--- Recorded data ---

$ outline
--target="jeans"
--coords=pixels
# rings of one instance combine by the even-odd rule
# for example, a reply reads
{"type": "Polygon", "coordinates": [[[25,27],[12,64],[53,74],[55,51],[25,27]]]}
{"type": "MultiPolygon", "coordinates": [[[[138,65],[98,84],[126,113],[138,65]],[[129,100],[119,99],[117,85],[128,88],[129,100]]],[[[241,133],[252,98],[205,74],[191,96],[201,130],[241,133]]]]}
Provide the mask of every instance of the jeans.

---

** Prompt **
Copy the records above word for word, with nothing added or left out.

** Reply to the task **
$ outline
--target="jeans"
--coords=pixels
# rings of one instance combine by the even-odd rule
# for example, a reply reads
{"type": "Polygon", "coordinates": [[[25,27],[12,64],[53,74],[55,51],[25,27]]]}
{"type": "MultiPolygon", "coordinates": [[[[138,65],[98,84],[126,113],[138,65]],[[129,100],[119,99],[117,85],[128,88],[129,100]]],[[[241,133],[252,98],[205,74],[191,96],[201,130],[241,133]]]]}
Provide the mask of every instance of the jeans.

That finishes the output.